▸ **Stored data**:
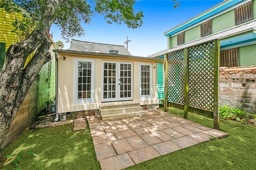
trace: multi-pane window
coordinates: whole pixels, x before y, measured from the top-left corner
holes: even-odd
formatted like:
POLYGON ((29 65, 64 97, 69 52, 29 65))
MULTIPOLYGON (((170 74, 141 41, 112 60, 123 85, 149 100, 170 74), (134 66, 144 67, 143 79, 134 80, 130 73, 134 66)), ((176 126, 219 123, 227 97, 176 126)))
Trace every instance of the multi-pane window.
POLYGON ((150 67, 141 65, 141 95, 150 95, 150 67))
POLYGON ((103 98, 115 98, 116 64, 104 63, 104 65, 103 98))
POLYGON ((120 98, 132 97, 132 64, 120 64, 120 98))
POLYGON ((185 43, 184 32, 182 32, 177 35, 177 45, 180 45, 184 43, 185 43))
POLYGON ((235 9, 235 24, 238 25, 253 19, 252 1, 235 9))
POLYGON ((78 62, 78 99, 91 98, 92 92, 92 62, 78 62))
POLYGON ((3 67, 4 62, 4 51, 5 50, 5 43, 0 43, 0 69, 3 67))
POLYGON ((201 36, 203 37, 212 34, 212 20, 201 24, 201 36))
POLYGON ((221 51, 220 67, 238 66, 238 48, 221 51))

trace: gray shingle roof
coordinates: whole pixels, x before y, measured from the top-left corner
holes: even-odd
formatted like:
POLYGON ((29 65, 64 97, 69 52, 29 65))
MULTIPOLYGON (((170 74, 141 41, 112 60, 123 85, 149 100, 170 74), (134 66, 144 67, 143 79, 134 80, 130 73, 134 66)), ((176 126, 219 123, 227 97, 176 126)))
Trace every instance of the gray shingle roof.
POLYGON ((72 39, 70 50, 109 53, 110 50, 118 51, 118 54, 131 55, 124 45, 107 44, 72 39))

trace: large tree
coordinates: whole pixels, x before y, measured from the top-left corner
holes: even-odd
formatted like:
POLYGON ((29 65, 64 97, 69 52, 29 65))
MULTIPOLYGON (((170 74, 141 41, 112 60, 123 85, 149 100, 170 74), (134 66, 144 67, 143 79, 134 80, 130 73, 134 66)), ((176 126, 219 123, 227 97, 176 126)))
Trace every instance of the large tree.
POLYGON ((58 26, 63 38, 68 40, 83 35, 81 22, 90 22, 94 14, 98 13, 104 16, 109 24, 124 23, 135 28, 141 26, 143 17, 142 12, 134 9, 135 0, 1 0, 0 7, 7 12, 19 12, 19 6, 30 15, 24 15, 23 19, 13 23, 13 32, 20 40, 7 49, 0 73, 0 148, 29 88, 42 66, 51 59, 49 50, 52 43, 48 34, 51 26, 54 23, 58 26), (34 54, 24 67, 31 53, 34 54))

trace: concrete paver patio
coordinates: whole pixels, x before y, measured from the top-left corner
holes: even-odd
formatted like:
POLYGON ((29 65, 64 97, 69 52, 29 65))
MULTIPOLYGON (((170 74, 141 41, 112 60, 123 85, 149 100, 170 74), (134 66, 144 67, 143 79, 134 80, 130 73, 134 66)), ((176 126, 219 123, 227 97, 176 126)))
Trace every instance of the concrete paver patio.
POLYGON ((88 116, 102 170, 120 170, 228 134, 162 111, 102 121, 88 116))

...

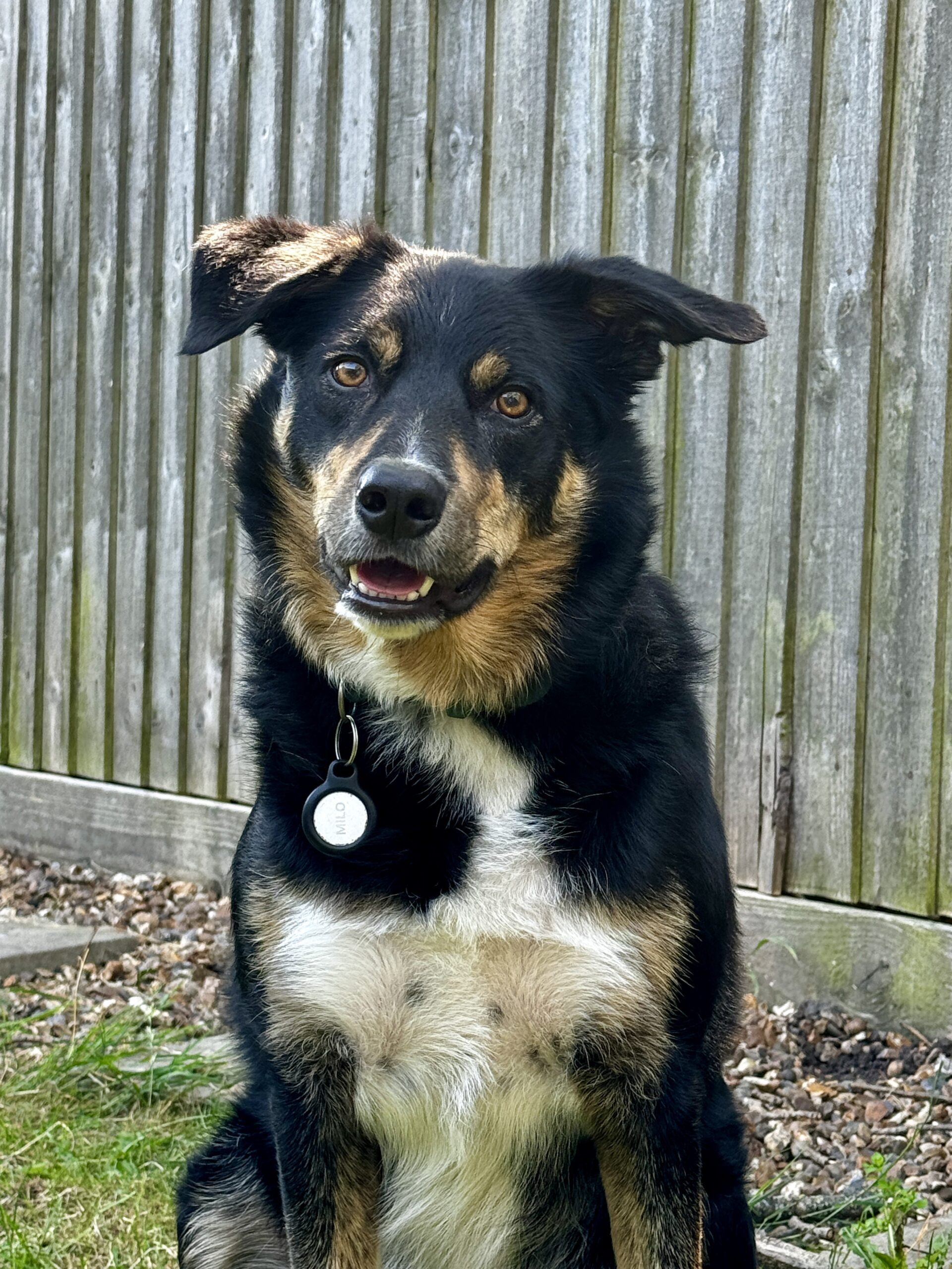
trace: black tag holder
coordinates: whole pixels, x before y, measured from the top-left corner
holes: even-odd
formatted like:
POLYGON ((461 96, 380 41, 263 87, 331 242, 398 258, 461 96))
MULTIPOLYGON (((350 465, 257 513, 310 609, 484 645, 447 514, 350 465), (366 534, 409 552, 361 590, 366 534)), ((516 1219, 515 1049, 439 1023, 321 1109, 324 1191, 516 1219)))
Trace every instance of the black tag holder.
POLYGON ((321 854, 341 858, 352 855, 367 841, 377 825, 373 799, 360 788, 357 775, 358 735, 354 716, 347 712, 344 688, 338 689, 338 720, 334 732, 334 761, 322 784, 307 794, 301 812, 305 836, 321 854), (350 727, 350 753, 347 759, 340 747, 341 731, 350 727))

==

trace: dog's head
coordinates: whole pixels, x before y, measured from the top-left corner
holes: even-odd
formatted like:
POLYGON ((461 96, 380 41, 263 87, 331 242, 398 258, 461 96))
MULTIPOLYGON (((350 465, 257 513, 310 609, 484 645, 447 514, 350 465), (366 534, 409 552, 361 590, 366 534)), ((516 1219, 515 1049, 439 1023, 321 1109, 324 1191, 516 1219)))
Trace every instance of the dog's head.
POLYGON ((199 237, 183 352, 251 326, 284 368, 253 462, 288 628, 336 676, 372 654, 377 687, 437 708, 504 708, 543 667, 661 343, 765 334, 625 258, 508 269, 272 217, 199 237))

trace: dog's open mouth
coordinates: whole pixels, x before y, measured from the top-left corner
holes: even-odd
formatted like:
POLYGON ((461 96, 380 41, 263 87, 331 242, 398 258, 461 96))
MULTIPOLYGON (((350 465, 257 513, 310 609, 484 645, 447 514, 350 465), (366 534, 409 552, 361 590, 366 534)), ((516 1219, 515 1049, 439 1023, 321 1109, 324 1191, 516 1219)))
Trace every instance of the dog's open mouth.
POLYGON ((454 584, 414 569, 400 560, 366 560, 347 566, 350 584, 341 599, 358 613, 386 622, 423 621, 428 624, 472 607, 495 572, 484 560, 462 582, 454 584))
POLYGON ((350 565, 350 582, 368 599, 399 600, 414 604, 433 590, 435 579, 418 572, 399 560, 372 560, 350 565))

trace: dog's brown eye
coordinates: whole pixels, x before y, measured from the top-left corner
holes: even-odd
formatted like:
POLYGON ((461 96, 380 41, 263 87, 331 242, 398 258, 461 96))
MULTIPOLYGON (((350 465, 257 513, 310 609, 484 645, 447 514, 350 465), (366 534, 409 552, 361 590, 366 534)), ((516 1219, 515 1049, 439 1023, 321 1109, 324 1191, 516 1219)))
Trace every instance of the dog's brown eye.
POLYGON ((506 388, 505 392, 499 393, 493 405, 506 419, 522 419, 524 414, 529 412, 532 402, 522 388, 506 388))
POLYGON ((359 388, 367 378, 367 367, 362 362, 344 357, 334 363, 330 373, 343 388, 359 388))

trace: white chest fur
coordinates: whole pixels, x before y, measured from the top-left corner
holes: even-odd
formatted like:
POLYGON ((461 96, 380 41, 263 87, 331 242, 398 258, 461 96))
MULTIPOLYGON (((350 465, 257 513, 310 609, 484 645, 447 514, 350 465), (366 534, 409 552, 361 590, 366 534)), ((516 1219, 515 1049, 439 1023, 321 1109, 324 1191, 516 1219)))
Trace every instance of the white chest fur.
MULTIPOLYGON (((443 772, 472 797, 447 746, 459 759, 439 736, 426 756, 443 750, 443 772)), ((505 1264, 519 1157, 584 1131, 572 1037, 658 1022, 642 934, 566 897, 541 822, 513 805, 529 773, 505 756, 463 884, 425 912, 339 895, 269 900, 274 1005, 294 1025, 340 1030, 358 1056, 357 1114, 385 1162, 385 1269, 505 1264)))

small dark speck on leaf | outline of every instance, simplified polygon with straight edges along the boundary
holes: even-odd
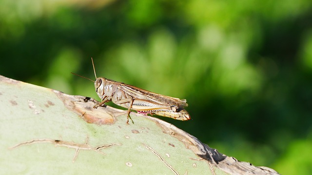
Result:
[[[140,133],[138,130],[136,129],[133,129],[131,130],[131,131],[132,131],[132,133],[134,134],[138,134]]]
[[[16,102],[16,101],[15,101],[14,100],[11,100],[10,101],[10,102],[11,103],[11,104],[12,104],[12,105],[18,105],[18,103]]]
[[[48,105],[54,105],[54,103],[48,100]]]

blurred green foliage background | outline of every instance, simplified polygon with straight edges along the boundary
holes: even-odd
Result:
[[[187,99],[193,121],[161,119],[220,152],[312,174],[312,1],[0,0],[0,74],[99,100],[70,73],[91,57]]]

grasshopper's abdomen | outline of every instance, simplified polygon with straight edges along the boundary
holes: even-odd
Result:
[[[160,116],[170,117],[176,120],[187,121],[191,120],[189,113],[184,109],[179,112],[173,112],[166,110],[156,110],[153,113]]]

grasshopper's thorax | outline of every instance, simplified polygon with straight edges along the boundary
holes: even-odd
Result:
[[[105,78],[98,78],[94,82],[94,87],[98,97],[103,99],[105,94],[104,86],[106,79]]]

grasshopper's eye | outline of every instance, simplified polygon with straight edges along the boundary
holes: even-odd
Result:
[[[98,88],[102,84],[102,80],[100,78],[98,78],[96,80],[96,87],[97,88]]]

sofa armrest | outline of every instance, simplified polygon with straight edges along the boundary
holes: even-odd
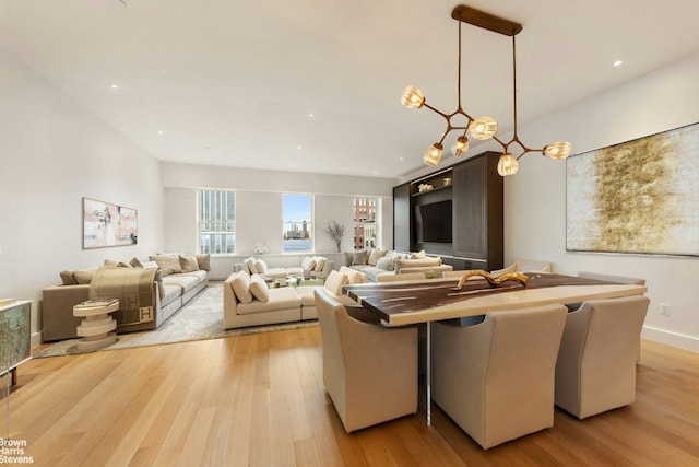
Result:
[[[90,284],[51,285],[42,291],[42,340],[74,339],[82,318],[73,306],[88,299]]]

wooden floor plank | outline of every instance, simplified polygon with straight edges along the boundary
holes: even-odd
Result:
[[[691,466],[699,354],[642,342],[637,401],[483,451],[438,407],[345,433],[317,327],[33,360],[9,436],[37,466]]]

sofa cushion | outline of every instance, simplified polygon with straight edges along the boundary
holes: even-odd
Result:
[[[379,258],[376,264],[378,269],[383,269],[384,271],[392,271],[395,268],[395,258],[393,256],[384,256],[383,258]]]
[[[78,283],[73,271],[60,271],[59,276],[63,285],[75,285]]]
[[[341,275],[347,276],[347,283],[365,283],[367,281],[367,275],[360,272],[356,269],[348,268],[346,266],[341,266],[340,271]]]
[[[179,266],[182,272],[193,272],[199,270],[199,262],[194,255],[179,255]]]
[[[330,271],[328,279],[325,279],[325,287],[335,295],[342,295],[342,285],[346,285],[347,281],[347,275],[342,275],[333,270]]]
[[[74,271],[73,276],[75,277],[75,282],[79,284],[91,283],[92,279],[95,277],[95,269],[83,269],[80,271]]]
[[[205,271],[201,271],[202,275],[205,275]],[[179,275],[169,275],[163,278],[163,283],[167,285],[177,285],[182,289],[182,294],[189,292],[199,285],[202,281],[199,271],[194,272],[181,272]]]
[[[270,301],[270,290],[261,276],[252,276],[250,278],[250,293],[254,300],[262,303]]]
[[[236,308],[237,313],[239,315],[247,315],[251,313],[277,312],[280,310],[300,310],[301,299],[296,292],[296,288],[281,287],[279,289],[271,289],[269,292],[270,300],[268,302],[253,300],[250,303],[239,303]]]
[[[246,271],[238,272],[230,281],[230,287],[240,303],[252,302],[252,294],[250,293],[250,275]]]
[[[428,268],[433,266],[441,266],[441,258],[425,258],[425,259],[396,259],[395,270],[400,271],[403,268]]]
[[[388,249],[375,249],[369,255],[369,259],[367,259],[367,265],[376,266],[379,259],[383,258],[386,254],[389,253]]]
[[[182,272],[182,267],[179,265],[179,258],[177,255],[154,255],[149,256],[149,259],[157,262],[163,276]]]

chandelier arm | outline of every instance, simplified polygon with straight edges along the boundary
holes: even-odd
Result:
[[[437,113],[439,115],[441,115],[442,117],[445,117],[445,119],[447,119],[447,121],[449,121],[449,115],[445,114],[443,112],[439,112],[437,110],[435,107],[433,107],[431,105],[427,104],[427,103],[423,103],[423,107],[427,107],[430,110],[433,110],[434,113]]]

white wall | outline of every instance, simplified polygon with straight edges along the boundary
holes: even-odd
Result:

▸ **What to produce**: Pick out every line in the entries that contains the word "black", and copy each one. Case matters.

▸ **Response to this task**:
trace: black tag holder
Trace every instance of the black tag holder.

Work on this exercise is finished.